> [Requirement a]: Filter the records below, keeping every line that contains the word "woman". Case counts.

---*---

HC Deb 31 May 1832 vol 13 cc228-30
Sir Robert Bateson

presented a Petition from a parish in Londonderry, against the new system of public Education in Ireland; also, a petition from a Congregation of Seceders from the Presbytery of Ulster, in the county of Down, against the same system; and another, to the same effect, from the Sunday school teachers in Belfast, and praying that the grant to the Kldare-street Society might be continued.

Major Macnamara

said, that the whole of the disturbances in the county of Clare, in 1829, originated in the attempts which were made to compel the Catholics, under the auspices of that Society, to send their children to schools in which the Scriptures were used as a school book.

Mr. James E. Gordon

denied that the disturbances in Clare had any such origin. He referred to the report of the Commission of Education, published in 1825, to show that the Catholics of that county were desirous that their children should receive a scriptural education, but that they were prevented by their priests from sending them to the schools of the London Hibernian Society. He was surprised that, in the face of these facts, any man would presume to say that compulsory attempts to force the Catholics to send their children to the scriptural schools were the causes of the disturbances.

---*---

> [Requirement b]: Output the part of the debate excerpt between "Mr. James E." and "of the disturbances.", inclusive, copied word for word.

---*---

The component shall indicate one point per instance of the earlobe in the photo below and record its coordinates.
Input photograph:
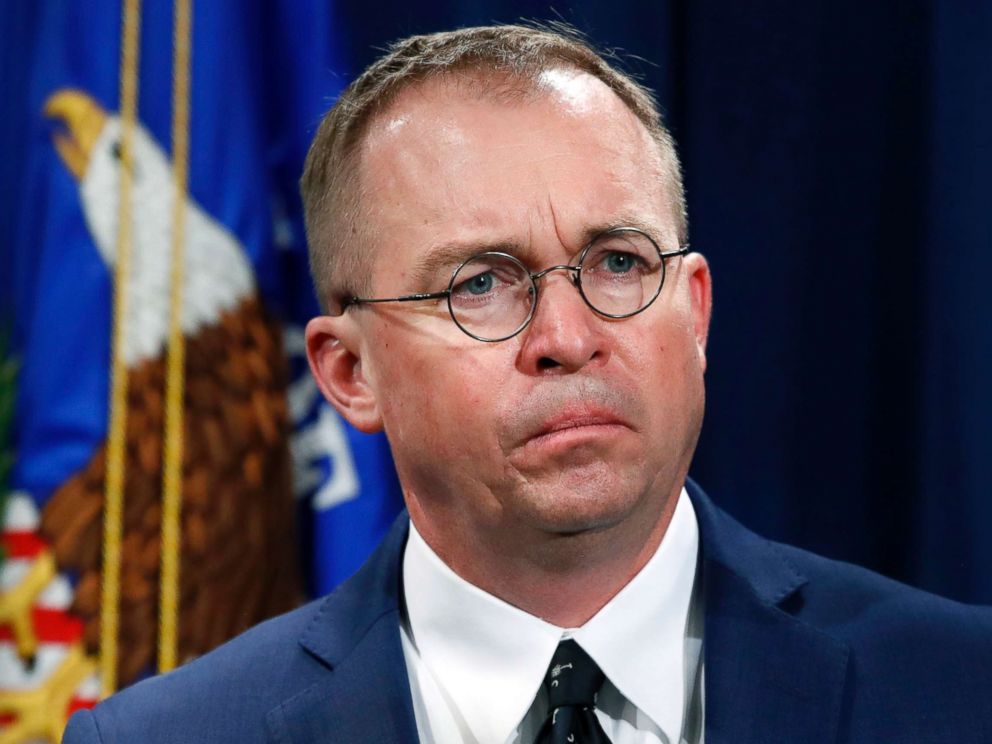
(336, 364)
(701, 297)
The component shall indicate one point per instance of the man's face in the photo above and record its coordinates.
(579, 422)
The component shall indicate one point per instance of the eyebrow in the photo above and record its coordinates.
(437, 259)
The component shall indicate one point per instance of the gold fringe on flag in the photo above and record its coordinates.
(116, 444)
(172, 470)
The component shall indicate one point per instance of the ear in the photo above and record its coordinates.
(701, 298)
(334, 353)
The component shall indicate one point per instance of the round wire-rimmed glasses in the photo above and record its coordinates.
(492, 296)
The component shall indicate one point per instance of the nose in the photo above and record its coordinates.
(565, 335)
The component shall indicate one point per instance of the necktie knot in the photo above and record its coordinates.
(573, 678)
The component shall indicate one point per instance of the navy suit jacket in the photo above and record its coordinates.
(798, 649)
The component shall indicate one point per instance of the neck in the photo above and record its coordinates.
(564, 579)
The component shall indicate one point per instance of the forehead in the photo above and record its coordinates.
(528, 166)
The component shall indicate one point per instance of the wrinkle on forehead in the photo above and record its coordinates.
(577, 92)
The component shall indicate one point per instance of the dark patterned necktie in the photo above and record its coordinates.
(572, 682)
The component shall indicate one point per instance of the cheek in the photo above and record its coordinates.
(441, 402)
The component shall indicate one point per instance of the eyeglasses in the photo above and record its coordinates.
(492, 296)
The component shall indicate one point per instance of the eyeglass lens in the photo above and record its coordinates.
(492, 295)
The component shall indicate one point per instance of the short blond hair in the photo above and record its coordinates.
(509, 53)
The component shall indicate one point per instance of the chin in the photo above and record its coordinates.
(583, 501)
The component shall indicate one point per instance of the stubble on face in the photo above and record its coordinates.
(489, 447)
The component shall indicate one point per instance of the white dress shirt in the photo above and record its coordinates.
(476, 664)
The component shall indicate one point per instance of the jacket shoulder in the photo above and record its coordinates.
(219, 697)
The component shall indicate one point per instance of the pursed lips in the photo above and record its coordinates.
(567, 420)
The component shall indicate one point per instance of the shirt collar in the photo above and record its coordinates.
(491, 657)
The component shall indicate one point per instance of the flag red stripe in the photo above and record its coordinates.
(22, 544)
(50, 626)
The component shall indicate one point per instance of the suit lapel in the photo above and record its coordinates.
(363, 692)
(769, 675)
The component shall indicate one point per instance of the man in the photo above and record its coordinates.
(498, 233)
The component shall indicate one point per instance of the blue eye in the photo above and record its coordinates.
(480, 284)
(619, 263)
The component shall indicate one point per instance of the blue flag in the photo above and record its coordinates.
(260, 78)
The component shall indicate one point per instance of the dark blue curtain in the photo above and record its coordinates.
(838, 160)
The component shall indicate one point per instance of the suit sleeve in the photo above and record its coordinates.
(82, 729)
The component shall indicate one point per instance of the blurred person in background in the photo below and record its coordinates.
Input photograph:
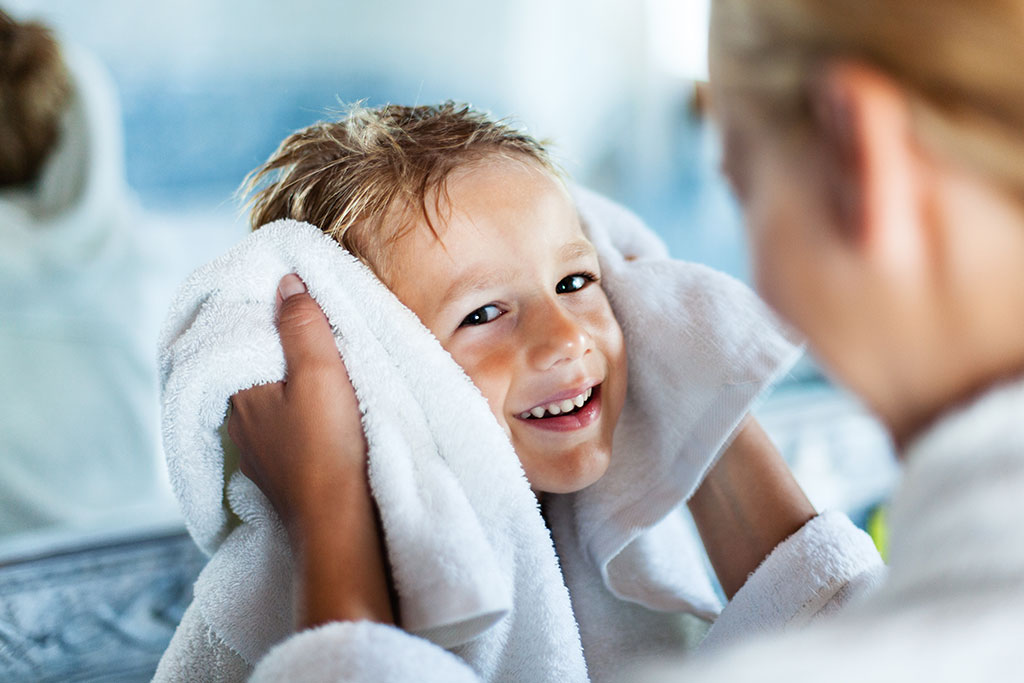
(79, 416)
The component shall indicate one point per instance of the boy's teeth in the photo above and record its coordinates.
(560, 407)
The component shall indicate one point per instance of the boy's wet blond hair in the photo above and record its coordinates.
(367, 177)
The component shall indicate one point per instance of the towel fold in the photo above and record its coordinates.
(473, 561)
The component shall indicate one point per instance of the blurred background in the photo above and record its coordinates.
(199, 93)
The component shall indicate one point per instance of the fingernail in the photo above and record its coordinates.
(290, 286)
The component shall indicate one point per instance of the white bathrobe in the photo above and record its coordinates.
(814, 573)
(79, 314)
(952, 605)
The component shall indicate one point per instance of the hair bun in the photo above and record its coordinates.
(34, 90)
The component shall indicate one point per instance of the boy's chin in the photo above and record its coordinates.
(568, 474)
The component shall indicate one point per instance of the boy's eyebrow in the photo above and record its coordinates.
(481, 279)
(476, 281)
(574, 250)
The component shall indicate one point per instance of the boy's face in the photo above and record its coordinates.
(510, 288)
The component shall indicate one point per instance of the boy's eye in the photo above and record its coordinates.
(481, 315)
(573, 283)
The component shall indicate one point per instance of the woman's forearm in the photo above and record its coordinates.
(341, 571)
(749, 504)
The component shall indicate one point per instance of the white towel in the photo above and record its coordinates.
(473, 561)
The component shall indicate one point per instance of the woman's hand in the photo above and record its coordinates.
(301, 441)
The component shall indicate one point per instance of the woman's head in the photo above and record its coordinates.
(34, 91)
(878, 146)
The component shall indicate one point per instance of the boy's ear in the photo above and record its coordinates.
(870, 157)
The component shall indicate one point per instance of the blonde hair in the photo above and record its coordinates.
(958, 61)
(34, 91)
(361, 178)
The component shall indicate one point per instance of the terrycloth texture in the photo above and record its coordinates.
(950, 606)
(803, 579)
(474, 564)
(337, 652)
(616, 635)
(79, 316)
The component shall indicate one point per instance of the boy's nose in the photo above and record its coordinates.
(557, 337)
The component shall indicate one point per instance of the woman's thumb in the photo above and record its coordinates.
(305, 333)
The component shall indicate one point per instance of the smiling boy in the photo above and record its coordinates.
(470, 225)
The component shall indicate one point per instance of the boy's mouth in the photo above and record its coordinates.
(562, 408)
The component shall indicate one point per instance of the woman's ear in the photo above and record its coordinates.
(871, 158)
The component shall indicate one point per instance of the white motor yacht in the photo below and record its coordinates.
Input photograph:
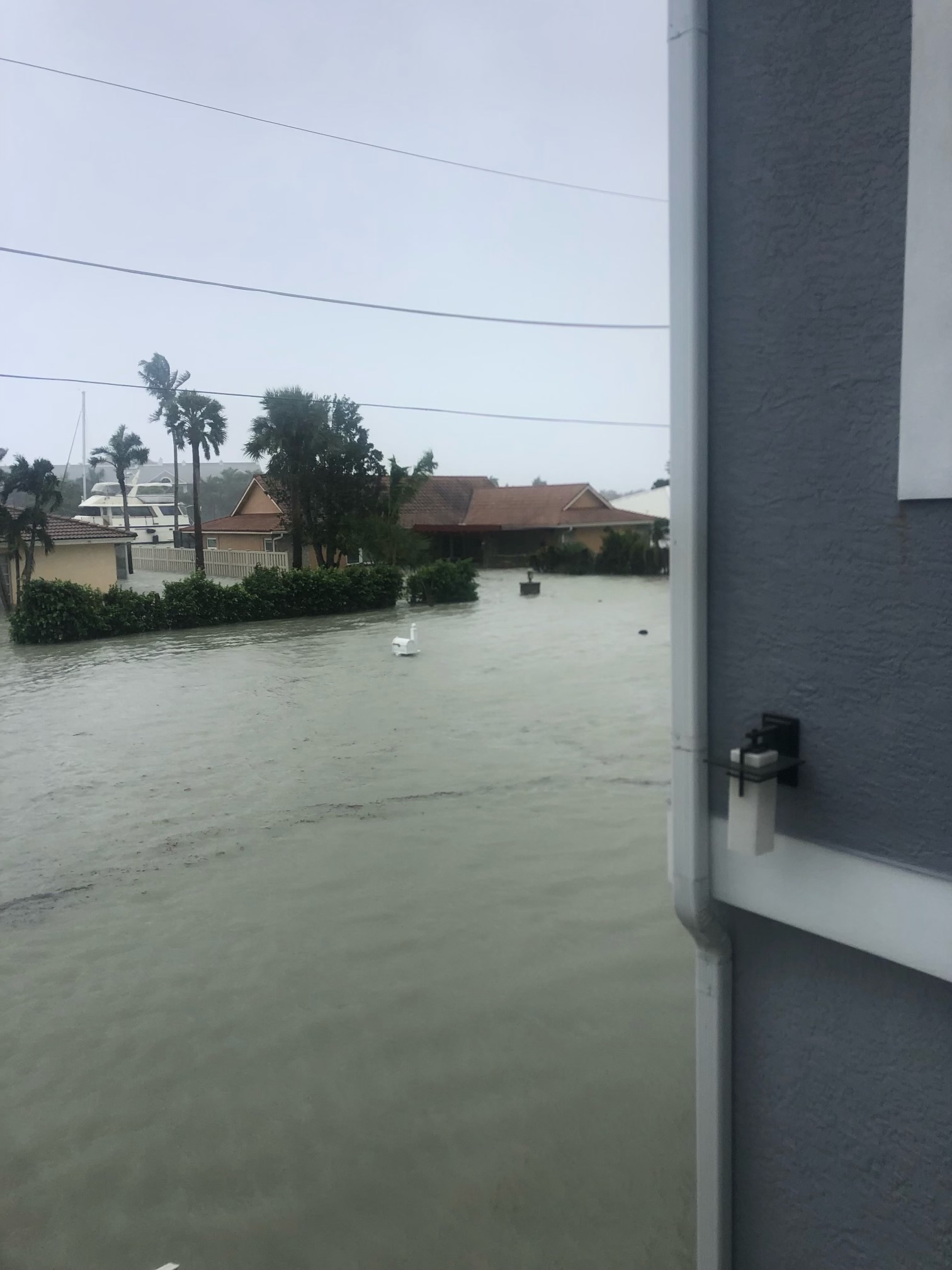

---*---

> [Full output a]:
The component shall indicate one point per instance of the woman's forearm in the photo above and record its coordinates.
The component shall indicate one point per instance of the woman's hand in the photo above and record its coordinates.
The component shall indicate one point per instance of the woman's head in the photo above and record its coordinates.
The component shall indicate one point per instance of the woman's thumb in the photo above and record its coordinates.
The component shall indicate one point per instance of the woman's ear in the photo above and record its coordinates.

> [Full output b]:
Mr. James E. Gordon

denied that the disturbances in Clare had any such origin. He referred to the report of the Commission of Education, published in 1825, to show that the Catholics of that county were desirous that their children should receive a scriptural education, but that they were prevented by their priests from sending them to the schools of the London Hibernian Society. He was surprised that, in the face of these facts, any man would presume to say that compulsory attempts to force the Catholics to send their children to the scriptural schools were the causes of the disturbances.